▶ [Selected passage]

Do you really think that a scientist from Carlsberg gives 2 shits about flavour?


----------



## Not For Horses (16/5/14)

Ducatiboy stu said:


> I dont think it will be ever grown out here
> 
> http://en.m.wikipedia.org/wiki/Maris_Otter


It has been grown here.
Not sure whether Robin Appel knows about it or not but it has been grown here.
Not on a serious commercial scale though due to the PBRs.


----------



## JDW81 (16/5/14)

Bribie G said:


> Joe White Maris Otter? Where do you buy that?


Sorry Bribie I've led you up the garden path. I was mistaken in my purchasing practices, mainly due to my sporadic brewing of late. You JW MO doesn't exist. 

JD


----------



## NewtownClown (16/5/14)

Trevandjo said:


> There was a story on landline a few weeks back about Aussie barley production. It had a scientist from Carlsberg who was really exited that Australia have now developed a strain of barley which allows for beer to stay 'fresh' for almost twice as long.


Carlsberg _developed_ the strain here, it is a propitiatory strain _owned_ by Carlesberg.

▶ [Data entries]

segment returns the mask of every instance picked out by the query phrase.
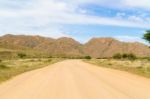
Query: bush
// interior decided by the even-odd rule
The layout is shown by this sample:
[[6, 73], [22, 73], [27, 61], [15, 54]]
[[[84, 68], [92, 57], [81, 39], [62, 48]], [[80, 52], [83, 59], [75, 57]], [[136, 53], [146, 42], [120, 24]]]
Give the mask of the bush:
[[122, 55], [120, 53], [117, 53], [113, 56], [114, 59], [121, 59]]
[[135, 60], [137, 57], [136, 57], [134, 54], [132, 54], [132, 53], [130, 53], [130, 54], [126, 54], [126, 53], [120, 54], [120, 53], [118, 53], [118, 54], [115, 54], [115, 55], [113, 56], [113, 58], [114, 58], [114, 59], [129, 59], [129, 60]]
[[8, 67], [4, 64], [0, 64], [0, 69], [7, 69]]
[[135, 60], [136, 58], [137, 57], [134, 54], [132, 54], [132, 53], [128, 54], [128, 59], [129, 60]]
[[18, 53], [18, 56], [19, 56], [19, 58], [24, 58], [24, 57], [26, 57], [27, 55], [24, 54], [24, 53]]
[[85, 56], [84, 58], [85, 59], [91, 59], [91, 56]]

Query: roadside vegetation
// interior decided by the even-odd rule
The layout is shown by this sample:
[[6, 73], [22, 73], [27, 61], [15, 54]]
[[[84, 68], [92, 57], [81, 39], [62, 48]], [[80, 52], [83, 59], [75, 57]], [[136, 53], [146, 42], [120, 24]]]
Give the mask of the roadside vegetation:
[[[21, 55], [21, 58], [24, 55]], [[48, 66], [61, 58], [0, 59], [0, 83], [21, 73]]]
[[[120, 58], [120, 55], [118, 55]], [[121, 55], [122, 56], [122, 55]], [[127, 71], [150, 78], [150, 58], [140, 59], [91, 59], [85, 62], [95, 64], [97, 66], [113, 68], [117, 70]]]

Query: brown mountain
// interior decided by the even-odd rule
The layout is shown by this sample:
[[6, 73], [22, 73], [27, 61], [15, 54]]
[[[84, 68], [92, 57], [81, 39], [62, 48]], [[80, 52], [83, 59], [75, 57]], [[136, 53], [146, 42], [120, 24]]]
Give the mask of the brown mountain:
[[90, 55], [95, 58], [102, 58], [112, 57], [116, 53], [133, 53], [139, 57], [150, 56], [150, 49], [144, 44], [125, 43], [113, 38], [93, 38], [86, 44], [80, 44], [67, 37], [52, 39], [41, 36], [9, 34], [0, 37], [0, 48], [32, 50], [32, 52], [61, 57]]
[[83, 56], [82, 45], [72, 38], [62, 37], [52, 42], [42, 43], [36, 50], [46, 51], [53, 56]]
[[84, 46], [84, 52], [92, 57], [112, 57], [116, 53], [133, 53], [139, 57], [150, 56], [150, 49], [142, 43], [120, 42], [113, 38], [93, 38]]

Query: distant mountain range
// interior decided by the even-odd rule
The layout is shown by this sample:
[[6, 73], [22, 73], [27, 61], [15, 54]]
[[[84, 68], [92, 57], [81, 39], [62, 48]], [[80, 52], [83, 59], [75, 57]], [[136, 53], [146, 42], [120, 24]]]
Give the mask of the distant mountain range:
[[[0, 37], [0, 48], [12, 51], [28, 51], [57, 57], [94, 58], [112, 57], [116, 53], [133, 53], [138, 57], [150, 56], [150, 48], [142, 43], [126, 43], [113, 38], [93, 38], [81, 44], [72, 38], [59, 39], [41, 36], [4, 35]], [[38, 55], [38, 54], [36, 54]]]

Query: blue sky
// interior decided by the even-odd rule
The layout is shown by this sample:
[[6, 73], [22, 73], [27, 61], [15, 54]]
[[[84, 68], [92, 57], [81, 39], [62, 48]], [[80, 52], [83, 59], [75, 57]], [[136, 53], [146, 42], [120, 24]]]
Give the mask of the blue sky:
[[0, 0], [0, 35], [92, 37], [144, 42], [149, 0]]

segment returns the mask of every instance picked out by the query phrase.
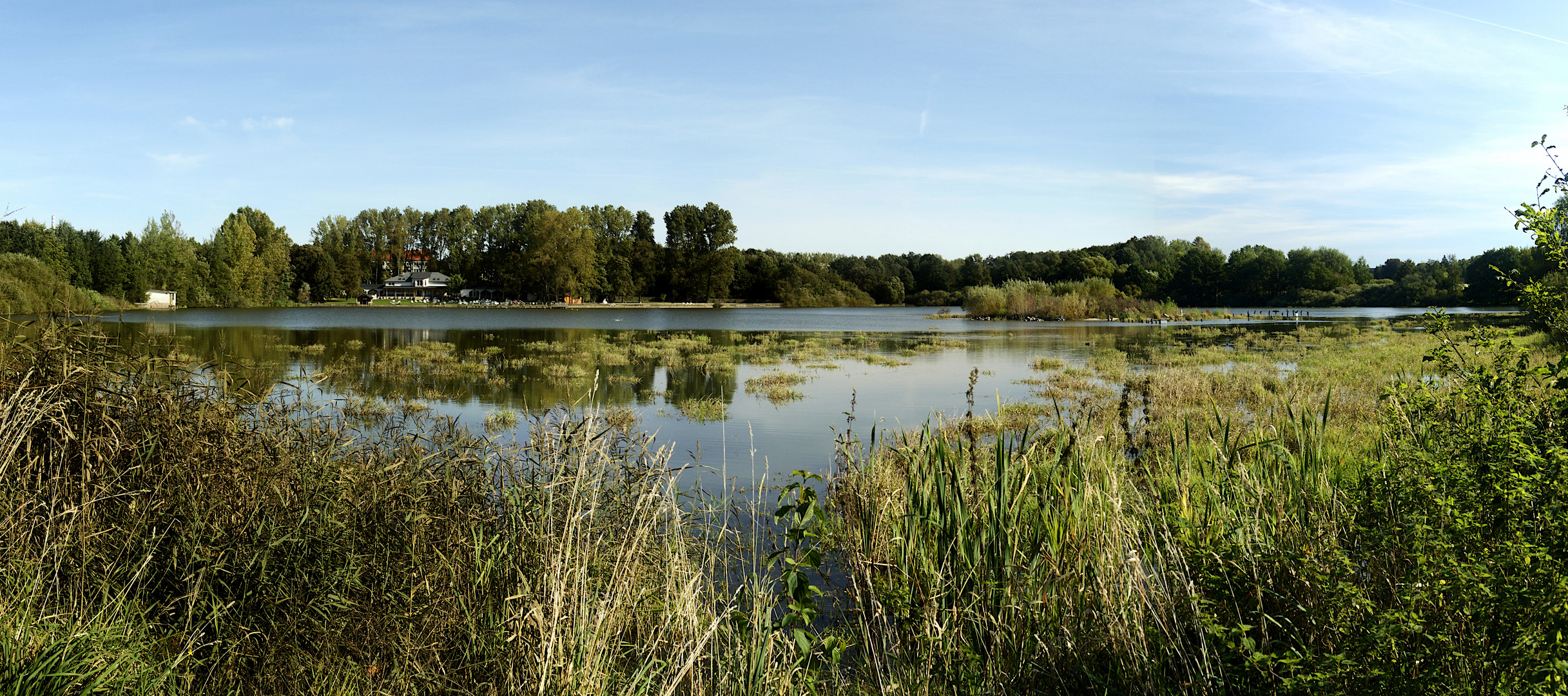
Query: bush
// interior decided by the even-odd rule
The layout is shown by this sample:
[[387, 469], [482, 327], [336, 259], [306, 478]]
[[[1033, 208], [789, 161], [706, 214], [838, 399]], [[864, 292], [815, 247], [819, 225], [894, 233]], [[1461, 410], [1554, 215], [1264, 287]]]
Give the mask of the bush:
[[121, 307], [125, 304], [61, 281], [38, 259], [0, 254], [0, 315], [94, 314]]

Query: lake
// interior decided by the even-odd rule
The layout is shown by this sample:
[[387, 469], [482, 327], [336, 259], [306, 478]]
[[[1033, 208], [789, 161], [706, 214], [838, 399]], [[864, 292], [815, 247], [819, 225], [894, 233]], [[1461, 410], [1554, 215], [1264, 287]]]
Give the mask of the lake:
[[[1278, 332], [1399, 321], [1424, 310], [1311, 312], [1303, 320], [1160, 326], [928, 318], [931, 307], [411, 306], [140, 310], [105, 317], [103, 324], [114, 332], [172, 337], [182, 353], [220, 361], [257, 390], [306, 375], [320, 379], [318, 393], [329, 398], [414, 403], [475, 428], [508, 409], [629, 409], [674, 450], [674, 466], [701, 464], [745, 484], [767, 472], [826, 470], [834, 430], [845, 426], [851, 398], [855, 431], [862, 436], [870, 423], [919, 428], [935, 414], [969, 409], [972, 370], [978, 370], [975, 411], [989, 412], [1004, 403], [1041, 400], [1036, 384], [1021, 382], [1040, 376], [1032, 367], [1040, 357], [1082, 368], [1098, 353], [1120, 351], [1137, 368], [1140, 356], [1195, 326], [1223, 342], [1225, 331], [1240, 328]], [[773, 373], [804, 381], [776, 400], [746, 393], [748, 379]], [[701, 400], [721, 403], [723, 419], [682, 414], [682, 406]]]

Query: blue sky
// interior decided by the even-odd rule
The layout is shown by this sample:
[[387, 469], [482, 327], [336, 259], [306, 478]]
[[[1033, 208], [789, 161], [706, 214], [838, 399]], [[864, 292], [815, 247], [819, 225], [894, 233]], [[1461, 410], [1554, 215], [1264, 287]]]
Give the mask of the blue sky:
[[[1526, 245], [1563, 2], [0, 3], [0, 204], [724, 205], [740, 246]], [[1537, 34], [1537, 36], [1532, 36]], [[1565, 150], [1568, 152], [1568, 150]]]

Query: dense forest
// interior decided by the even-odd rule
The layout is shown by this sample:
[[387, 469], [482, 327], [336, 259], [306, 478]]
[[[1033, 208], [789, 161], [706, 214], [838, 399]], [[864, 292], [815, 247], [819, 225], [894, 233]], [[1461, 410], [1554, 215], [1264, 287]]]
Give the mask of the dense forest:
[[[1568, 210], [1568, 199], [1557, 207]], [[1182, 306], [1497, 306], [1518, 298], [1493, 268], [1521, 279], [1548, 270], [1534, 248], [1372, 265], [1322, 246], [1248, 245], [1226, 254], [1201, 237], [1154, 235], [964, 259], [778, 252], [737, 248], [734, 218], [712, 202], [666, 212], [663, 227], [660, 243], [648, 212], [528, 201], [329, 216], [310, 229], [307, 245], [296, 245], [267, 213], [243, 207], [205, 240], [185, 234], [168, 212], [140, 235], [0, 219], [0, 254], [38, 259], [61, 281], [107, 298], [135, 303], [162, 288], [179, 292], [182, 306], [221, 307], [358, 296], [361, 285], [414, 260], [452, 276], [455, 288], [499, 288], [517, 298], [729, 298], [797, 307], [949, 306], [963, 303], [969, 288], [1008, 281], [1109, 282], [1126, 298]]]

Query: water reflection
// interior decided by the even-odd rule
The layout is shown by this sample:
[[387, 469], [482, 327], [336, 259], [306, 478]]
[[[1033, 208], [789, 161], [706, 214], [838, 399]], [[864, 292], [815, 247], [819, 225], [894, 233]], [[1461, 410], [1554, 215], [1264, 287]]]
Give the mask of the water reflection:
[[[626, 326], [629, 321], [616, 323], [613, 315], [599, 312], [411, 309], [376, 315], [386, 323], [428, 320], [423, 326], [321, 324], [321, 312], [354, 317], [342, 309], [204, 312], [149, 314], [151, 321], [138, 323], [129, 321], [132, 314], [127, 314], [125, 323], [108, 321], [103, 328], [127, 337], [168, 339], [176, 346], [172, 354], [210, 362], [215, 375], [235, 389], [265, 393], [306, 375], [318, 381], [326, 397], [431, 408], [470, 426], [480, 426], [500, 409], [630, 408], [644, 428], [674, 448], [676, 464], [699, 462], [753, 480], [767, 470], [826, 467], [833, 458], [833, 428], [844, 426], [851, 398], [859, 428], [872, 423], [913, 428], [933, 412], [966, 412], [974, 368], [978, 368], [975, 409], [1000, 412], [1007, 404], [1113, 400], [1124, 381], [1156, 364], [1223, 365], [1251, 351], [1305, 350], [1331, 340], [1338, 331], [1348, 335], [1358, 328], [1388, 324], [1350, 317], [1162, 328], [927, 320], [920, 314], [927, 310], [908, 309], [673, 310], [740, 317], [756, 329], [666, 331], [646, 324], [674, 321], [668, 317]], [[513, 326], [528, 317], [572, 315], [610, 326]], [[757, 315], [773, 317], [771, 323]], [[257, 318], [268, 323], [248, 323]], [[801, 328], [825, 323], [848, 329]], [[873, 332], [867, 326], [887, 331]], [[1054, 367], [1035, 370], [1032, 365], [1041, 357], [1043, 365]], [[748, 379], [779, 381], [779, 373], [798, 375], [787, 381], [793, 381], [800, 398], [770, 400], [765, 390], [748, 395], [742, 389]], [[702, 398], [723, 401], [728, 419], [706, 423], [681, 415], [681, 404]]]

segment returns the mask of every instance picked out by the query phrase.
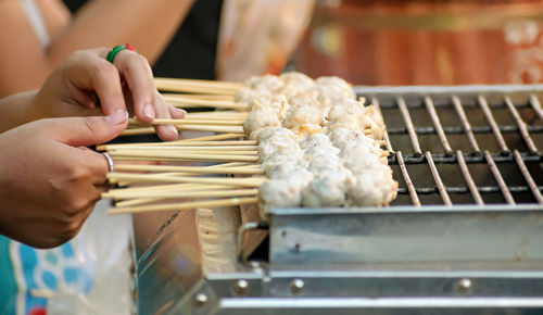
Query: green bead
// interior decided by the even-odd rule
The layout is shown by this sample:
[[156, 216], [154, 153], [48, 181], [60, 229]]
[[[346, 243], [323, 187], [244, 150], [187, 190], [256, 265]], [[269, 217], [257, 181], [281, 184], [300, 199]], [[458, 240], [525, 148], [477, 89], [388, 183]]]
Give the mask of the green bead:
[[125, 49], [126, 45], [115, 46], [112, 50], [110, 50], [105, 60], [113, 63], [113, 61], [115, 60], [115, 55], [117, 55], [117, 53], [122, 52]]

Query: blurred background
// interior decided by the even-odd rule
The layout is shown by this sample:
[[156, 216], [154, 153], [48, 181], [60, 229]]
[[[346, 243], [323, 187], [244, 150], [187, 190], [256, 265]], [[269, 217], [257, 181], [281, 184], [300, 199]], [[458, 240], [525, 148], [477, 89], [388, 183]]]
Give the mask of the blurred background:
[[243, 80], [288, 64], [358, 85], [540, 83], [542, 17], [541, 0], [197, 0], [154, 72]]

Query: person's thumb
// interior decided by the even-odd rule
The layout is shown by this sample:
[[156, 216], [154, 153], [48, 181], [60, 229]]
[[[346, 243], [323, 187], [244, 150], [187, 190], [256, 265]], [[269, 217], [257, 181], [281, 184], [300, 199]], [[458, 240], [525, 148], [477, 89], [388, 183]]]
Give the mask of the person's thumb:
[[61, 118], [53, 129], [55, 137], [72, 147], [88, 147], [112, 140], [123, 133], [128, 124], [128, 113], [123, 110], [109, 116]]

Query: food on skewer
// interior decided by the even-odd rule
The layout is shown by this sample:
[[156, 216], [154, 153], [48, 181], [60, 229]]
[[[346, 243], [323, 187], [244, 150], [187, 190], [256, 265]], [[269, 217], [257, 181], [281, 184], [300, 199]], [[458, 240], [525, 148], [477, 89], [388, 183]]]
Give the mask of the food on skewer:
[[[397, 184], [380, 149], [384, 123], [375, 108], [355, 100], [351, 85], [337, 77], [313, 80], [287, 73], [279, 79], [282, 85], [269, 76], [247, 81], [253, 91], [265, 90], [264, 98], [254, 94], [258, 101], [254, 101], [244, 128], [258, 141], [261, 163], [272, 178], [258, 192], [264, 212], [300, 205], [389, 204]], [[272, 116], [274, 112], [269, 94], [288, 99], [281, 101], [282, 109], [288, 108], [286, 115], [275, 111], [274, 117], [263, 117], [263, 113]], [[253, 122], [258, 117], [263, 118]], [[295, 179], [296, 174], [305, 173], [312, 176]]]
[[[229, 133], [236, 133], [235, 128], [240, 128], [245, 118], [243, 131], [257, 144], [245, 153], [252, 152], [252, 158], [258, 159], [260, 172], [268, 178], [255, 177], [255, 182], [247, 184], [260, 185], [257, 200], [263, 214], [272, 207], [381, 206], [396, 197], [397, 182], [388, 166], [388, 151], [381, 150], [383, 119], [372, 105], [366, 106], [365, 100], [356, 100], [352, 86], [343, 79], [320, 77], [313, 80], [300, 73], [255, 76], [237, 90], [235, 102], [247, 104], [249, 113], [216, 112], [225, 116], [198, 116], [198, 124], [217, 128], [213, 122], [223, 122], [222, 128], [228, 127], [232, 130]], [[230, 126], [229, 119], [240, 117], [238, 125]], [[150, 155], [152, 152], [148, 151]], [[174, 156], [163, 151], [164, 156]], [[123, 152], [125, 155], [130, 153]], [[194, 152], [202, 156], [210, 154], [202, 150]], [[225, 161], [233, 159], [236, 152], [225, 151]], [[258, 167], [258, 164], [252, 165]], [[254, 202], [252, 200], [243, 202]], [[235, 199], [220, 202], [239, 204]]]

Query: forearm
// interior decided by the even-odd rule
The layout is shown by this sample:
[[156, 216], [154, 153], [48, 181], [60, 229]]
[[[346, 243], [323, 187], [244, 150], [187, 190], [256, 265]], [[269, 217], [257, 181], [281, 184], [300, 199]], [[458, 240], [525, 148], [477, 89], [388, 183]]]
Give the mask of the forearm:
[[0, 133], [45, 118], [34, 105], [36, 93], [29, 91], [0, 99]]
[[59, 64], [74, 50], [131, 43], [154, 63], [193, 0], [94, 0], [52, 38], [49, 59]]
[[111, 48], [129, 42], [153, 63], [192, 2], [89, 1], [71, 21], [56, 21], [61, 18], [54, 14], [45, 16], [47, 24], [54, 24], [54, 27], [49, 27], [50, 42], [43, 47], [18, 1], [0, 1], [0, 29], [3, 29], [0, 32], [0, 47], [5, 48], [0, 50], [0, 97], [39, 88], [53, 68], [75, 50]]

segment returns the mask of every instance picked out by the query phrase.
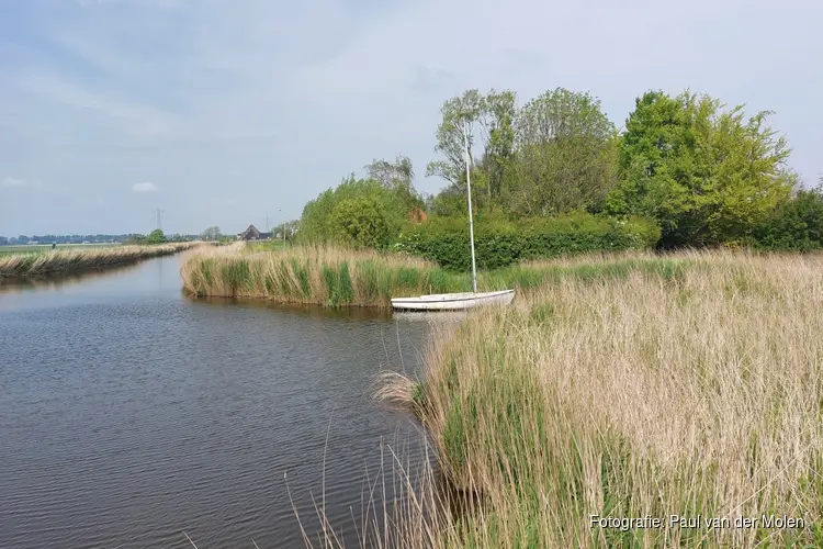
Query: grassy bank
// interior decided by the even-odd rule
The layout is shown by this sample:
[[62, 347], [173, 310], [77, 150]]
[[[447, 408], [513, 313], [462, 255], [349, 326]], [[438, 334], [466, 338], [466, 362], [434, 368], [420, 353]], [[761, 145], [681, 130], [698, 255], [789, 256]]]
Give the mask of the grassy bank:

▶ [Written tasks]
(a) Answer these about the barley thread:
(i) Why has Maris Otter not been grown here on a serious commercial scale?
(ii) What does JDW81 say about JW MO?
(iii) What does the Landline story say the new barley strain allows beer to do?
(b) Copy the barley thread word for word, beginning at the words "Sorry Bribie I've" and stopping after "MO doesn't exist.".
The listing is separate material, apart from the barley thread.

▶ [Solutions in order]
(a)
(i) Because of the PBRs.
(ii) It doesn't exist.
(iii) Stay "fresh" for almost twice as long.

(b)
Sorry Bribie I've led you up the garden path. I was mistaken in my purchasing practices, mainly due to my sporadic brewing of late. You JW MO doesn't exist.